## REQUIREMENT
Pull out every line of the data below that contains the word "water" and copy each one in full.

## DATA FOR THE TASK

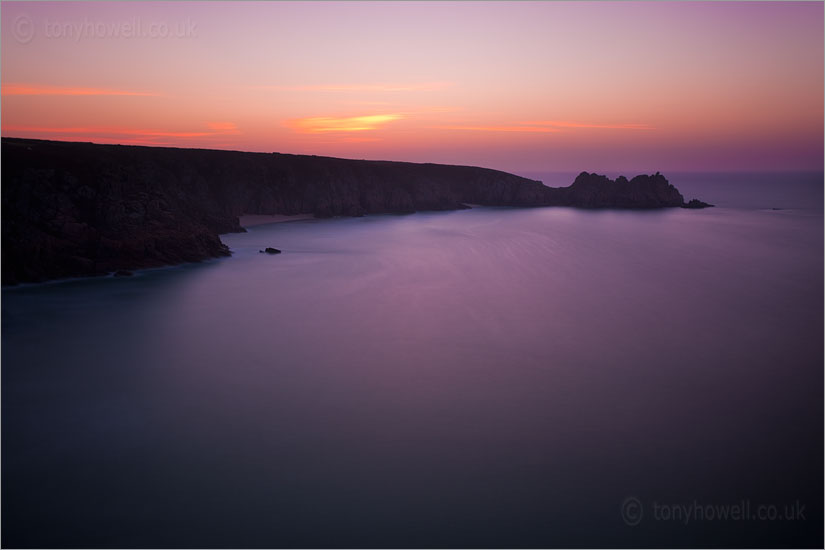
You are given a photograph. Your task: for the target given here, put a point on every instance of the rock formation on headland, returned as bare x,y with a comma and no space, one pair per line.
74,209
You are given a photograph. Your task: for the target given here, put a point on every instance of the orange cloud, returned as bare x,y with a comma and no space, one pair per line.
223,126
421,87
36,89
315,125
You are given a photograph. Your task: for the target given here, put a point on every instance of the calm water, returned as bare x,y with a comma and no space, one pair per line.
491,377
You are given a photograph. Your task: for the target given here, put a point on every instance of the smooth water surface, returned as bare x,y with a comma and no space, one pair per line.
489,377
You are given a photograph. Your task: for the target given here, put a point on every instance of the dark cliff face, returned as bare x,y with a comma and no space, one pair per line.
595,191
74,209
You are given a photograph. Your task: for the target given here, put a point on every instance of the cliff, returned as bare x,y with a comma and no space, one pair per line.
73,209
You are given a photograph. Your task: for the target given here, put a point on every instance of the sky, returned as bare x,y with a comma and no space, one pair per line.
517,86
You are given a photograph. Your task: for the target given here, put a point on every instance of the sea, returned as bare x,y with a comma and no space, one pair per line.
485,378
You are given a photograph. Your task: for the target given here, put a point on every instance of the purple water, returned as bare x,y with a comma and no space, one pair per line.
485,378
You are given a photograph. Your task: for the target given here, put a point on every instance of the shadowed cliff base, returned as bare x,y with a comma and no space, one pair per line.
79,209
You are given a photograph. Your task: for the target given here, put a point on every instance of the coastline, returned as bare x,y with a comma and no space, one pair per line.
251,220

* * *

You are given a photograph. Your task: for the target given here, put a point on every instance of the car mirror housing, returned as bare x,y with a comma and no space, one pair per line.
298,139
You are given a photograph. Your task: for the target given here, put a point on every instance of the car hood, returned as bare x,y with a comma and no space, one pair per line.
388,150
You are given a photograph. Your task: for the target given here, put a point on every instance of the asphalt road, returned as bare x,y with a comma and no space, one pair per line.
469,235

## RESPONSE BELOW
You are given a photograph. Your task: for the target given here, put a point on every instance of the calm water, returned as bare x,y with a comma and no space, one pair per line.
You are given a photograph. Your task: for the target given here, put a point on every instance of the smooth water surface, returned as bare x,y with a comma and no space, one pair per line.
You are given a photograph. Your task: for the target given here, put a point on every instance of the purple water, returned as bare x,y with a comma and no space, one pair per line.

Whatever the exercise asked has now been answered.